There's one obvious dimensional obstruction (for example consider the Hausdorff dimension of A).

There is some research about it in the 1-dimensional case, such as the well-known theorem that K+K contains an interval, and related conjectures and works by Pallis, Furstenberg and Yoccoz. Even this one-dimensional theory is not complete as far as I know, so characterizing such a statement in larger dimensions would seem improbable now.

If say your set A is the product of two sets $A=A_{x} \times A_{y}$, such that $A_{x}+A_{x}$ contains an interval, and $A_{y}+A_{y}$ contains an interval, then one can have that the sumset of the product $A$ will contain a rectangle.

The one thing that can help you tackle the problem in larger dimensions, is the fact that you can sometimes say something smart about the projection of your set in a.e. direction (especially if your set is self-similar). For example this is the content of early works by Furstenberg (back in the 60s), and even some recent works (such as Hochman-Shmerkin - arXiv:0910.1956).

- Required task: Quote the part of the sumset discussion starting with "There's one obvious" and going on through "contain a rectangle.".

- Listed entries:
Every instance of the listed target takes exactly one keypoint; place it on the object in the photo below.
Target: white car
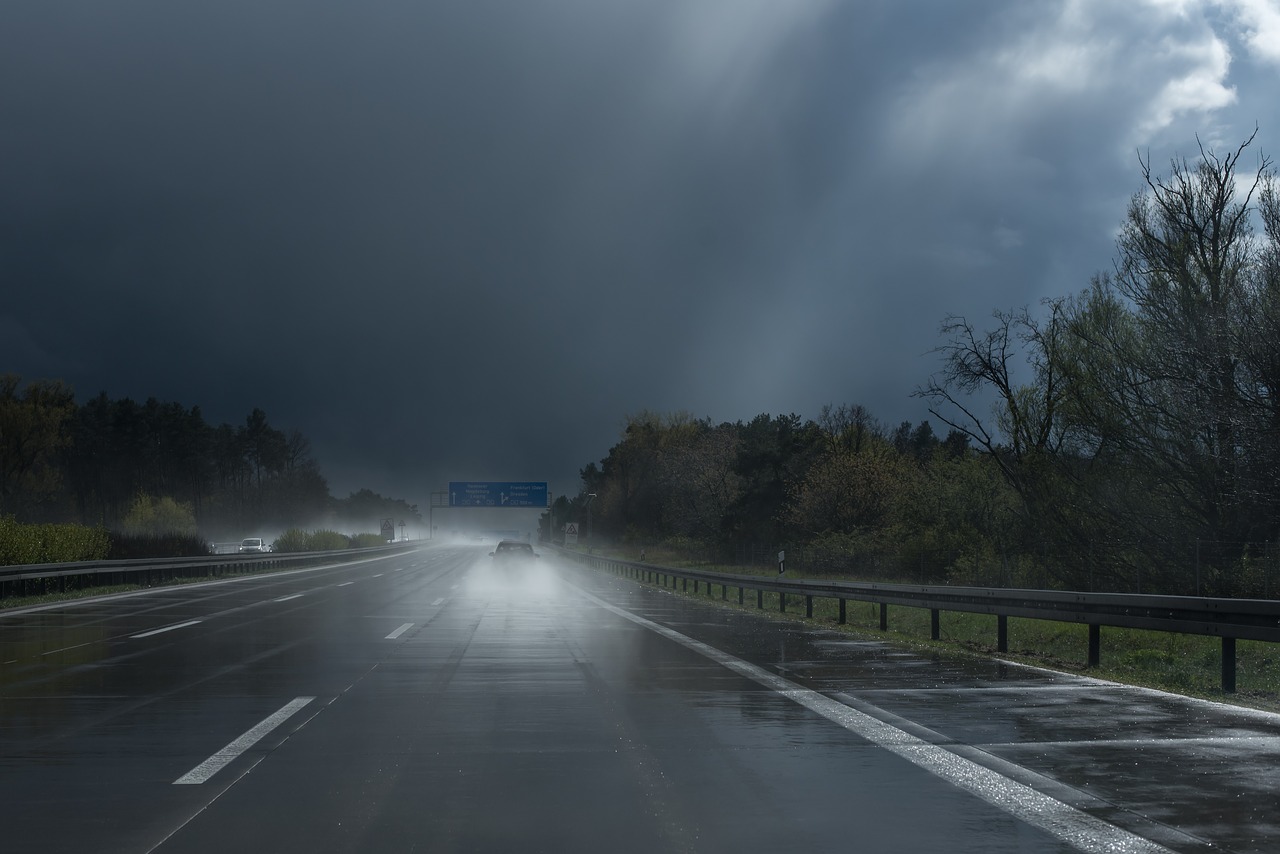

==

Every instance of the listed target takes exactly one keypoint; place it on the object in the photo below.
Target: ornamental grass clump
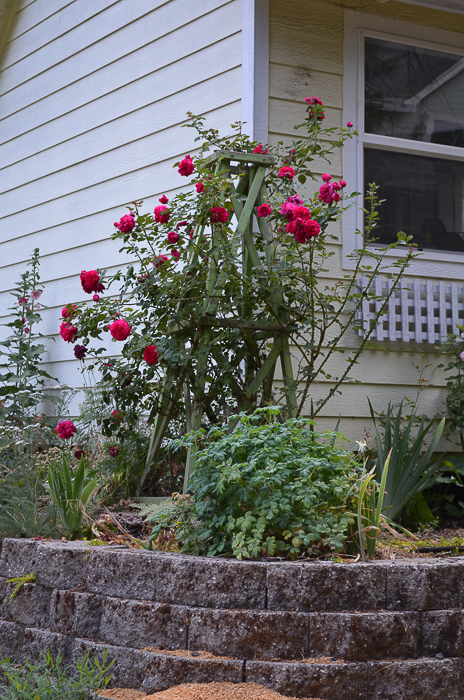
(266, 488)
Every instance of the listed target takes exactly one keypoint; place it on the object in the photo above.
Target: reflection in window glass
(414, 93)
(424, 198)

- The result:
There's one obvious dimensional obstruction (for example consider the Hausdorff dimension of A).

There is some research about it in the 1-dimensional case, such as the well-known theorem that K+K contains an interval, and related conjectures and works by Pallis, Furstenberg and Yoccoz. Even this one-dimensional theory is not complete as far as I know, so characterizing such a statement in larger dimensions would seem improbable now.

If say your set A is the product of two sets $A=A_{x} \times A_{y}$, such that $A_{x}+A_{x}$ contains an interval, and $A_{y}+A_{y}$ contains an interval, then one can have that the sumset of the product $A$ will contain a rectangle.